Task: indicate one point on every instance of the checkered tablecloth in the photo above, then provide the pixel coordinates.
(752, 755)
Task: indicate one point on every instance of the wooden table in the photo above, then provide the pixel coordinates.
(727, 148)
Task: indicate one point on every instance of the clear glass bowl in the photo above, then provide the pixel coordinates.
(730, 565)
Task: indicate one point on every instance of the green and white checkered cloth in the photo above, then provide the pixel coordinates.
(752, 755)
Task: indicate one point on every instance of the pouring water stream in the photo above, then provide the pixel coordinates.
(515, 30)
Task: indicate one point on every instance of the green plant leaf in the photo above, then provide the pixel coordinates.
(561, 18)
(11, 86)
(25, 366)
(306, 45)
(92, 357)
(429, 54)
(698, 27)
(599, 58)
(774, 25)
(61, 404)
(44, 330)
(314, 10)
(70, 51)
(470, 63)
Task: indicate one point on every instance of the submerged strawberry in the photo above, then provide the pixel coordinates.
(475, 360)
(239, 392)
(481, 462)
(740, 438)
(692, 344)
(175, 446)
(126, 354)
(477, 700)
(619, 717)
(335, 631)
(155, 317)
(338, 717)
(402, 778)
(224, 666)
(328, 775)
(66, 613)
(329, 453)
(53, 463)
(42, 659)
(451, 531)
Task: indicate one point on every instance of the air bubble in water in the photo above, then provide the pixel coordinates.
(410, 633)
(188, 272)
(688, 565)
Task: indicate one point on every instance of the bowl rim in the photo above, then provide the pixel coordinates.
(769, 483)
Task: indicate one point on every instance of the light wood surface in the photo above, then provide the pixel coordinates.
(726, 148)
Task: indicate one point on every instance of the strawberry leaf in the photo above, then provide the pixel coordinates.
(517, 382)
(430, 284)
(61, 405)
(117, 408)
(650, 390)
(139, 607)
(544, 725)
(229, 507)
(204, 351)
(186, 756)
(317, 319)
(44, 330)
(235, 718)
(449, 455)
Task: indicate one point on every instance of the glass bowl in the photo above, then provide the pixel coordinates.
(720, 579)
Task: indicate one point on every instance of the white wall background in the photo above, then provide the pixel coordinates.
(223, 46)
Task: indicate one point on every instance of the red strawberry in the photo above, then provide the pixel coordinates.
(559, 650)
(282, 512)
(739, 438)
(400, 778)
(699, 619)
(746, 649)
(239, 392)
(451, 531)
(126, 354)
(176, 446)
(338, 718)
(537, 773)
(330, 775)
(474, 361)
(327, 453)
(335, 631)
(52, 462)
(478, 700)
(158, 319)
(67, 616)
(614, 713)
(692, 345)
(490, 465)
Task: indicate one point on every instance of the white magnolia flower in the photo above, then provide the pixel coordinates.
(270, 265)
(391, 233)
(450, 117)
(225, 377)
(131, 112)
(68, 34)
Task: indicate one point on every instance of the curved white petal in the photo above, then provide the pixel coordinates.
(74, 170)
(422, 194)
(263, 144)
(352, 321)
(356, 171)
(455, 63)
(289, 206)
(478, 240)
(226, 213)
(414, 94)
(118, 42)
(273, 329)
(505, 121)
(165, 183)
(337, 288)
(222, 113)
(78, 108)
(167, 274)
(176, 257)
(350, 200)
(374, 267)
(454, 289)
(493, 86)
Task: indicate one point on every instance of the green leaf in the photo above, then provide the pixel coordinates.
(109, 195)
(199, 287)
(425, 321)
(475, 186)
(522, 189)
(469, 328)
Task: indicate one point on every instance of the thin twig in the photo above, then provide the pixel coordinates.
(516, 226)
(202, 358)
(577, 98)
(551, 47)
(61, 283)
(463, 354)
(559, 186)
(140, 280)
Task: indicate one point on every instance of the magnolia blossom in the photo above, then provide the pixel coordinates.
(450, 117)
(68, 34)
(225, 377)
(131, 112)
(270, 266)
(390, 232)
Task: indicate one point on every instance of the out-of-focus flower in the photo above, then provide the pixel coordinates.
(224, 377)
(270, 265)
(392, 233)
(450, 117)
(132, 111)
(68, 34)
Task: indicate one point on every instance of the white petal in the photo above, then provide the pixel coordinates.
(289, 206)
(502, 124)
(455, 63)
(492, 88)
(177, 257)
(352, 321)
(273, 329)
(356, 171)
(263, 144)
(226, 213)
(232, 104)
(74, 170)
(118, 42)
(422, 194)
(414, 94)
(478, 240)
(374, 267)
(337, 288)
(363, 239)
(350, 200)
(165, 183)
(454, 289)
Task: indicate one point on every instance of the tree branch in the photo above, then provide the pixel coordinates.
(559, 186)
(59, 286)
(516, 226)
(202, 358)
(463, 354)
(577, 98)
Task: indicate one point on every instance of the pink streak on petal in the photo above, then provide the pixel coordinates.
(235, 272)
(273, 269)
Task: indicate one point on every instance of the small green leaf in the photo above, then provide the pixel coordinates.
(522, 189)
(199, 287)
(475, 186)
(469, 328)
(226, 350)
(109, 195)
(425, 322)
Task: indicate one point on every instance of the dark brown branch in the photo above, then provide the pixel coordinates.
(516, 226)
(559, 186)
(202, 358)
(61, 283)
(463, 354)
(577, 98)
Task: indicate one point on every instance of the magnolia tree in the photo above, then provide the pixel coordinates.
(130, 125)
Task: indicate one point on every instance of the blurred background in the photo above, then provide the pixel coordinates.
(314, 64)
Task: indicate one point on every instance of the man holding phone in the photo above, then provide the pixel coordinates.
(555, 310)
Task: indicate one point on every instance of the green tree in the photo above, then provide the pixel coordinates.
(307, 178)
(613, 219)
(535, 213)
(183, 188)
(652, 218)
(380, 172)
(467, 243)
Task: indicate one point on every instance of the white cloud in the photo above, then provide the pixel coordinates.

--------------------------------------------------

> _WORK TO COMPLETE_
Reproduce the material above exactly; please quote every line of it.

> _ANSWER TO THIS PROBLEM_
Task: indicate one point on every instance of the checkered tablecloth in the photo above, then provide the pixel coordinates.
(752, 755)
Task: indicate one point on every instance of the wooden table in the photo above, then provide the pixel coordinates.
(727, 148)
Task: indicate one point on every instance of the clear glass bowl in the photo above, then provide the pixel coordinates.
(730, 565)
Task: indicate one point on every instance of the green and white checkered cloth in the photo above, then provide the pixel coordinates.
(752, 755)
Task: indicate one point on every instance of the pouring water stream in the photo above, then provide the pixel coordinates.
(515, 30)
Task: indicate one point on every instance of the green plant leaf in the photo above, then provide the pixel coordinates.
(561, 18)
(11, 86)
(25, 366)
(306, 45)
(92, 357)
(429, 54)
(698, 27)
(599, 58)
(774, 25)
(61, 404)
(44, 330)
(314, 10)
(70, 51)
(470, 63)
Task: indicate one point on every instance of the submerged strawberry in the photo above, then provide the pixel coordinates.
(475, 360)
(239, 392)
(481, 462)
(740, 438)
(692, 344)
(175, 446)
(126, 354)
(477, 700)
(619, 717)
(335, 631)
(155, 317)
(338, 717)
(402, 778)
(224, 666)
(328, 775)
(66, 613)
(329, 453)
(53, 463)
(42, 659)
(451, 531)
Task: indicate one point on every instance of the air bubble in water in the photo above, then provide the pixel coordinates.
(410, 633)
(188, 272)
(688, 565)
Task: indicate one point on every instance of the bowl rim in the photo above, then provide the pixel coordinates.
(769, 483)
Task: indicate one point on every instance of the light wood surface in the photo above, then provide the pixel coordinates.
(726, 148)
Task: indicate one point on every instance of the strawberry leaf in the photo above, then provide the pixel coordinates.
(517, 382)
(430, 284)
(61, 405)
(117, 408)
(650, 390)
(139, 607)
(544, 725)
(229, 507)
(204, 351)
(186, 756)
(317, 319)
(44, 330)
(235, 718)
(449, 455)
Task: indicate one point on every instance of the glass bowl in the photo above, then provide the pixel coordinates.
(720, 579)
Task: indicate one point on every instance of the white wall background in the photo above, then provide the pixel coordinates.
(223, 46)
Task: indicate one point on every instance of the red strawberry in the photo above, then provide the pixel coordinates.
(559, 650)
(282, 512)
(739, 438)
(400, 778)
(699, 619)
(746, 649)
(239, 392)
(451, 531)
(126, 354)
(176, 446)
(338, 718)
(537, 773)
(330, 775)
(474, 361)
(327, 453)
(335, 631)
(52, 462)
(478, 700)
(158, 319)
(67, 616)
(614, 713)
(692, 345)
(490, 465)
Task: indicate one point on every instance of the white magnolia flower in the photo above, then provide the pixel coordinates.
(270, 265)
(391, 233)
(450, 117)
(225, 377)
(131, 112)
(68, 34)
Task: indicate one point on every instance of the curved white petal in the photo above, then provide the pixel coordinates.
(74, 170)
(422, 194)
(263, 144)
(352, 321)
(356, 171)
(455, 63)
(289, 206)
(478, 240)
(226, 213)
(414, 94)
(118, 42)
(273, 329)
(505, 121)
(165, 183)
(337, 288)
(222, 113)
(78, 108)
(167, 274)
(176, 257)
(350, 200)
(374, 267)
(454, 289)
(493, 86)
Task: indicate one point on every instance of the green leaf in the photo above, then provide the pixel coordinates.
(109, 195)
(199, 287)
(425, 321)
(475, 186)
(522, 189)
(469, 328)
Task: indicate one point on every instance of the thin twig in the photo above, then provide the pixel coordinates.
(516, 226)
(202, 358)
(577, 98)
(551, 47)
(61, 283)
(463, 354)
(559, 186)
(140, 280)
Task: indicate one point on every instance of the magnolia blossom in the photo above, then provide the pixel coordinates.
(450, 117)
(68, 34)
(225, 377)
(131, 112)
(270, 266)
(390, 232)
Task: indicate one point on every instance of the out-of-focus flower in the photo above, then provide the pixel coordinates.
(224, 377)
(270, 265)
(392, 233)
(450, 117)
(132, 111)
(68, 34)
Task: indicate one point on every instance of the white petal in the photo above, then provide the pixel coordinates.
(289, 206)
(502, 124)
(455, 63)
(492, 88)
(177, 257)
(352, 321)
(273, 329)
(356, 171)
(263, 144)
(226, 213)
(232, 104)
(74, 170)
(118, 42)
(422, 194)
(414, 94)
(478, 240)
(374, 267)
(337, 288)
(363, 239)
(350, 200)
(165, 183)
(454, 289)
Task: indicate one point on every instance of the tree branch in the photo above, then provide the pixel coordinates.
(559, 186)
(59, 286)
(516, 226)
(202, 358)
(463, 354)
(577, 98)
Task: indicate one point on every instance of the pink streak on petal in the photo above, then provide the pixel coordinates.
(235, 272)
(273, 269)
Task: indicate one point on every instance of the small green leaf in the photo above, then provide the pixel coordinates.
(522, 189)
(199, 287)
(475, 186)
(469, 328)
(226, 350)
(109, 195)
(425, 322)
Task: indicate one point on every instance of the dark brown branch in the photo above, then provide the pixel coordinates.
(516, 226)
(559, 186)
(202, 358)
(61, 283)
(463, 354)
(577, 98)
Task: indicate one point on every instance of the magnolia tree in the photo above, then provide the pixel coordinates.
(130, 125)
Task: indicate one point on every instance of the blurred background in the photo above, then provide the pixel coordinates.
(314, 64)
Task: indicate one point on every instance of the man holding phone in the photo above, then provide the pixel coordinates.
(555, 310)
Task: indicate one point on every instance of the green tree in the photo above, then provide the pixel coordinates.
(307, 178)
(613, 219)
(535, 213)
(183, 188)
(652, 218)
(380, 172)
(467, 243)
Task: indicate one point on every instance of the white cloud in the photo above, then provide the pixel coordinates.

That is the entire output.